### WHAT YOU SHOULD DO
Reproduce the listing below word for word, leaving out the pictures.

---------------

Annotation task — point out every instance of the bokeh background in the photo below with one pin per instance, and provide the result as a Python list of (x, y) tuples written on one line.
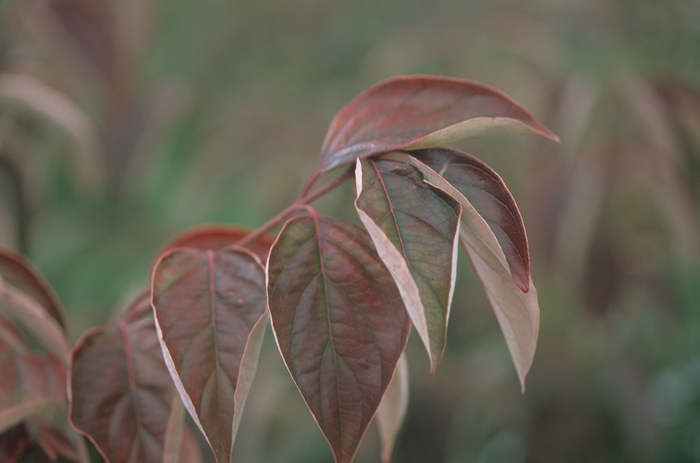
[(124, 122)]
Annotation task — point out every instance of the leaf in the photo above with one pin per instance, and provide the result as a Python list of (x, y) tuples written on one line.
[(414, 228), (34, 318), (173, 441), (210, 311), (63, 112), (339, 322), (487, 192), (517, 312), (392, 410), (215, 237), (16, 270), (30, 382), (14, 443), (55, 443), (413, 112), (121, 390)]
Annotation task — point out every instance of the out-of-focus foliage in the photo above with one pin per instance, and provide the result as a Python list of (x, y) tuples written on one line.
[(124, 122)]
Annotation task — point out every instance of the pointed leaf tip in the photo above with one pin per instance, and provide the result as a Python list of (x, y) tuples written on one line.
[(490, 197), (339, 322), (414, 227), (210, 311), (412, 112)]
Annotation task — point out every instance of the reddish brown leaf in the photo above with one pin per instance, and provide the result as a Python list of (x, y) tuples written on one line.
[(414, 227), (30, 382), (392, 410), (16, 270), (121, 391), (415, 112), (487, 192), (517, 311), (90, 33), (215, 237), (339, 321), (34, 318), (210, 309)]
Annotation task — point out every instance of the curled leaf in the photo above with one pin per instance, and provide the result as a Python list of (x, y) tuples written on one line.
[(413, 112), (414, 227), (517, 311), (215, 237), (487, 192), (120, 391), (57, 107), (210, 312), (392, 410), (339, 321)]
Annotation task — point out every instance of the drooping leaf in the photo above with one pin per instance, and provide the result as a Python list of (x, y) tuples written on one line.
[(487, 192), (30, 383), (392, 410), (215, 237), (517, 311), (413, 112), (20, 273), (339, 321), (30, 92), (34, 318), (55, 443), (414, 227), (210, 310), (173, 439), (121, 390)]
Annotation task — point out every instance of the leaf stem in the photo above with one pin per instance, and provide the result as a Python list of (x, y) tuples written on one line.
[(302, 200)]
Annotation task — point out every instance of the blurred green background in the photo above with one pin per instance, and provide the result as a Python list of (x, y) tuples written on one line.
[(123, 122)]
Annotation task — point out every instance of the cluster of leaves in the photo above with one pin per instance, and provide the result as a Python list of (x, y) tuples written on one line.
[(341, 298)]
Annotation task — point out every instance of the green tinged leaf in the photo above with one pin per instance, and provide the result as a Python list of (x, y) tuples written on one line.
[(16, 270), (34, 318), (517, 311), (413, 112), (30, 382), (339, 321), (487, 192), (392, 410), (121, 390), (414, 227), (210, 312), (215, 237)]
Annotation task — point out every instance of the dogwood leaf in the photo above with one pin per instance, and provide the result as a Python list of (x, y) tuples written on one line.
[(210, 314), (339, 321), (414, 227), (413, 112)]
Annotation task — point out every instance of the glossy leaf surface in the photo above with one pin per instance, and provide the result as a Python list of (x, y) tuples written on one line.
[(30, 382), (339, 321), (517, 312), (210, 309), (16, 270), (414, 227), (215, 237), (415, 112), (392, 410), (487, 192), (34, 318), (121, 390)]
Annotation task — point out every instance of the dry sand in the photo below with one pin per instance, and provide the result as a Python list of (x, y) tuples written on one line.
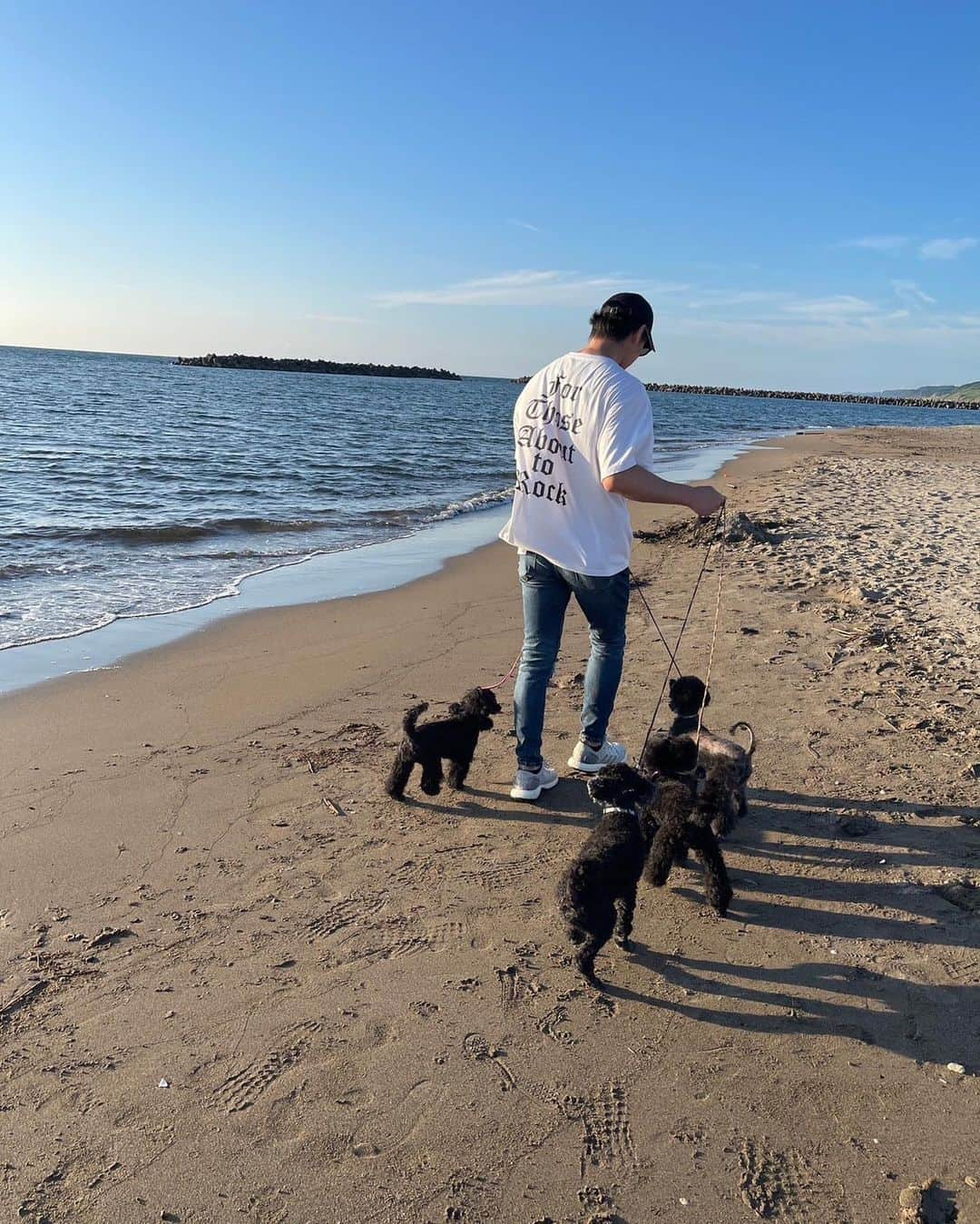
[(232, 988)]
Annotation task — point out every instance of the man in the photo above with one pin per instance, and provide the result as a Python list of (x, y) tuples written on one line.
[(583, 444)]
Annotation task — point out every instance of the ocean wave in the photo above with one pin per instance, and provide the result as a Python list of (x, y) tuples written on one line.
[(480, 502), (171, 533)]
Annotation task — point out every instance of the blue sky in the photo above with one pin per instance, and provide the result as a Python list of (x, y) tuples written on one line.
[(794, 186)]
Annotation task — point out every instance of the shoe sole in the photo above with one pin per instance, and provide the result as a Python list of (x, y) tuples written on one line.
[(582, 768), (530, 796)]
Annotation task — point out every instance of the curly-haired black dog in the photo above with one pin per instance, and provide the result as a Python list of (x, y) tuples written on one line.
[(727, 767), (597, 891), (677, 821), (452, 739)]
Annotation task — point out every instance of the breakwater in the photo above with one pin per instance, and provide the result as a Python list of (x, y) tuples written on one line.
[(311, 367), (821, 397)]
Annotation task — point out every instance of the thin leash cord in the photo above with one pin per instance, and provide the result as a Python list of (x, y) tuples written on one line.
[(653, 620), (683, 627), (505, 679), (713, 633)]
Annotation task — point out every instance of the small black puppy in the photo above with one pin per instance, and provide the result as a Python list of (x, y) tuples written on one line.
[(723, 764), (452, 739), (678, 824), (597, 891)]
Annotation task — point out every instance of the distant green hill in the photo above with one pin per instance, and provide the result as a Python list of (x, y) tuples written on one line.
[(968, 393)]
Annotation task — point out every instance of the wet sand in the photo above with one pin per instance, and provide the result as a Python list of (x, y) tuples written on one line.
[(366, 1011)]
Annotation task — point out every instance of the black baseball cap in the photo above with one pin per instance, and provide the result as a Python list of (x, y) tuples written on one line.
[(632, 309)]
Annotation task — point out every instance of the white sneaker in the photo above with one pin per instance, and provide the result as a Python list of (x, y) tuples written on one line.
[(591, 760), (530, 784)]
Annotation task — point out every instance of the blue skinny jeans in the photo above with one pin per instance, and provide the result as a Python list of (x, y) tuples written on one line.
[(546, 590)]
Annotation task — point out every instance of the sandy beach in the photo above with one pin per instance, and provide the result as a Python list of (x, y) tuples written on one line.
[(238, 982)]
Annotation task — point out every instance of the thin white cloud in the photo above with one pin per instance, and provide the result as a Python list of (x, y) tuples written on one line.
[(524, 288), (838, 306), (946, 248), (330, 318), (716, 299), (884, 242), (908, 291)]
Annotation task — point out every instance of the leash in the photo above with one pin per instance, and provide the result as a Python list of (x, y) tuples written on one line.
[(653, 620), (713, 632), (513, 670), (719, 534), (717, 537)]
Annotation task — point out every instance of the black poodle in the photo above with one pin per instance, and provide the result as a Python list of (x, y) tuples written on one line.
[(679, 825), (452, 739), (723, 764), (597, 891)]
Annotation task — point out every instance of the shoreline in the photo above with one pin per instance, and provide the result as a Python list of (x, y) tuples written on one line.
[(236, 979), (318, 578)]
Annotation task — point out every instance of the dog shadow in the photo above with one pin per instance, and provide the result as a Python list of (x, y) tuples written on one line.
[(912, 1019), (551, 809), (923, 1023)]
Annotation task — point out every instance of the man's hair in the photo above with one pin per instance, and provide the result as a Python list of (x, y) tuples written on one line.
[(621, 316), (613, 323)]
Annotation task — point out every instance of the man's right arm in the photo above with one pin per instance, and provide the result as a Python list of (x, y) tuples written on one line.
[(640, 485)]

---------------

### RESULT BELOW
Annotation task — point out every instance of the bokeh background in the photo below with one pin per instance, and provide the result as a Python list of (x, y) tuples written on one line.
[(124, 122)]
Annotation task — point out every instance of the leaf in the photo above with one pin per instance, and provide the result as a Python list of (x, y) tuples written on one line.
[(414, 228), (34, 318), (173, 441), (210, 311), (63, 112), (339, 322), (487, 192), (517, 312), (392, 410), (215, 237), (16, 270), (30, 382), (14, 443), (55, 443), (413, 112), (121, 390)]
Annotation task — point out every instance of the out-of-focus foliage in the photo above with one pin per instance, and provide the result as a Python list of (x, y) tuples written on one line.
[(124, 122)]
Annotation task — point out every instance of the pointed leaf tip in the photo above with one pin per instance, and provide the result as a Python list of (x, y) tuples written on one line.
[(490, 197), (339, 322), (414, 227), (210, 311), (412, 112)]
Annotation task — point out every instance of the reddish brown leaf in the photo above with one pin per instance, and provide the result as a Python list of (x, y) tuples written on one line.
[(414, 227), (30, 382), (392, 410), (16, 270), (121, 391), (415, 112), (487, 192), (517, 311), (90, 33), (215, 237), (339, 321), (34, 318), (210, 309)]
Annotation task — point out every instance of the curled leaf in the photo above with one pin per instance, and provide the result as a Python list of (x, y) tuples written on one line.
[(413, 112), (414, 227), (517, 311), (215, 237), (487, 192), (120, 391), (57, 107), (210, 312), (392, 410), (339, 321)]
Annotation task — point out every instance of the drooping leaf in the photo above with one pin per instance, and provide the result as a Python list of (x, y) tuples written on one line.
[(487, 192), (30, 383), (392, 410), (215, 237), (517, 311), (413, 112), (20, 273), (339, 321), (30, 92), (34, 318), (55, 443), (414, 227), (210, 310), (173, 439), (121, 390)]
Annotation task — point out every instance of the leaf stem in the photo above with one pin per instance, and provide the result as a Python list of (x, y) tuples written on one line.
[(302, 200)]
Annotation task — point out every instance of the blurred green background in the photo above with one pin per instance, and provide the result as a Python list of (x, y) tuples written on one line.
[(123, 122)]
Annotation task — point out every instance of the cluster of leaves in the photo above with one pin per instance, and provide the result as a Python list of (x, y) tuples written on one line.
[(341, 298)]
Annotation task — point out every instance of the green tinged leaf in the photo above with one pin per instance, and provide the result as a Python list of (x, y) tuples written on one line.
[(16, 270), (34, 318), (517, 311), (413, 112), (30, 382), (339, 321), (487, 192), (392, 410), (121, 390), (414, 227), (210, 312), (215, 237)]
Annotation task — point out every instance of the dogwood leaf in the photo above with one pin per instance, and provide the result as a Python list of (x, y) tuples written on one line.
[(210, 314), (339, 321), (414, 227), (413, 112)]
Annotation task — point out every instance of the glossy leaf surface in the photo above with one pin per instance, and provide the result as a Python list of (x, y) tuples written on one line.
[(30, 382), (339, 321), (517, 312), (210, 309), (16, 270), (414, 227), (215, 237), (415, 112), (392, 410), (487, 192), (34, 318), (121, 390)]
Annotation task — point out every instance of the dry sand in the photo below with one pin per instance, and provide the result as a Python list of (x, y) tuples written on one line.
[(232, 988)]
Annotation task — point out every instance of the man in the photo above with one pin per instance, and provide the result as a Python list of (x, y) tuples written on one line.
[(583, 444)]
Annotation task — point out every instance of the ocean wave in the photo above with one pin per instance, and provide the result as a Python list of (x, y) tuples written on one line.
[(480, 502), (171, 533)]
Annotation task — point out every instance of the blue sky in the photo above with one pin per instance, and provide the result as a Python list of (x, y) tuples written on one line.
[(794, 186)]
Annotation task — point out every instance of the shoe sole in the photo above with one pin per instance, and provide the result as a Python list of (x, y) tuples written on one line.
[(582, 768), (530, 796)]
Annotation task — point out every instance of the curly-haired black dog in the photo above with one pin per instance, and provide the result as a Python list of (x, y) tuples written on one line.
[(727, 767), (597, 891), (677, 821), (452, 739)]
Annotation task — point out every instance of the breakwater in the photo above with one pin per instance, and provide the result as a Python list of (x, y) tuples written on one line.
[(311, 367), (821, 397)]
Annotation task — point out every instance of the thin leash cord in the photo above with one pin per instance, and provide the result as a Python list of (x, y) tuples written on one line.
[(653, 620), (683, 627), (505, 679), (713, 633)]
Annotation task — point out every instance of the small black puppy in the photo above with one pin per instance, and provide the result as a Python list of (x, y) tuples written on one line.
[(723, 764), (452, 739), (678, 824), (597, 891)]
Annotation task — point out every instance of the distant green hill in the photo above with one pin per instance, and provide the result as a Python list of (x, y) tuples written on one line.
[(968, 393)]
Annotation task — point out every instance of the wet sand in the photo above with one pin per instance, and provide the result as a Python list of (x, y) tuples written on one line.
[(366, 1011)]
Annotation task — point out every instance of the black baseball cap in the photo above with one pin per instance, and provide the result as a Python list of (x, y) tuples written on one line.
[(632, 309)]
Annotation task — point out every instance of the white sneaker in the photo above with one pin per instance, and provide the result as a Python list of (x, y) tuples written on one line.
[(591, 760), (530, 784)]
Annotation task — point out every instance of the blue skinny jeans in the photo above with one pin per instance, and provide the result as a Python list of (x, y) tuples written on one line.
[(546, 590)]
Annotation task — point out every instance of the sandy beach in the photo above with one pin per instance, and provide the result as a Python list of (x, y) tuples written on one line.
[(238, 982)]
Annotation task — point out every instance of the thin white cloud in the photo above with one pin per instance, and provide the result as a Python list of (x, y) tuples written on one line.
[(524, 288), (838, 306), (946, 248), (330, 318), (716, 299), (884, 242), (908, 291)]
Annotation task — point out every instance of the leash in the photo above with one pin per instance, and provide the result as a Python list of (x, y) tuples written on one line.
[(653, 620), (713, 632), (513, 670), (719, 534), (717, 537)]
Annotation task — point out every instance of the black poodle in the photo above with one pin per instance, and provide the result as a Python list of (x, y) tuples written on one line.
[(679, 825), (452, 739), (723, 764), (597, 891)]
Annotation task — point out every instance of the shoreline in the photo above with one pin per instance, and provide the result as a Python list of (x, y) tuples written on one line.
[(236, 979), (318, 578)]
Annotation task — point out every instance of the dog shadow in the photo above with one pin per instance, and provide the result as a Python list of (x, y) tuples written on one line.
[(912, 1019), (551, 809), (923, 1023)]
Annotation task — point out every instance of the man's hair in the photo above with one pin per instance, and provide the result as a Python list of (x, y) tuples written on one line.
[(621, 316), (613, 323)]
Annotation task — point out every instance of the man's right arm in the photo above with one pin per instance, and provide the result as a Python list of (x, y) tuples written on one line.
[(640, 485)]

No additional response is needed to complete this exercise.